Peux-tu mettre toutes les lignes des enregistrements ci-dessous sous forme de tableau Markdown, avec une colonne « Numéro » pour le rang de chaque ligne et une colonne « Ligne » pour son texte, en laissant de côté les lignes vides ?

── DONNÉES FOURNIES ──

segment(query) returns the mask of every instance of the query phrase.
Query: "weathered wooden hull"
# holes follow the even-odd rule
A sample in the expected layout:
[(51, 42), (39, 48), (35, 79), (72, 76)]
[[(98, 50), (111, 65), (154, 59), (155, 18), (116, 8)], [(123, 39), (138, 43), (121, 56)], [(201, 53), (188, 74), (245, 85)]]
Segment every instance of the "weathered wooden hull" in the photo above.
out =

───

* RÉPONSE RÉDIGÉE *
| Numéro | Ligne |
|---|---|
| 1 | segment(query) returns the mask of every instance of the query phrase. |
| 2 | Query: "weathered wooden hull" |
| 3 | # holes follow the even-odd rule |
| 4 | A sample in the expected layout: |
| 5 | [(51, 42), (39, 48), (35, 79), (72, 76)] |
| 6 | [[(98, 50), (111, 65), (154, 59), (155, 18), (116, 8)], [(123, 39), (138, 43), (121, 56)], [(201, 53), (188, 74), (245, 85)]] |
| 7 | Segment every instance of the "weathered wooden hull" in the photo above. |
| 8 | out = |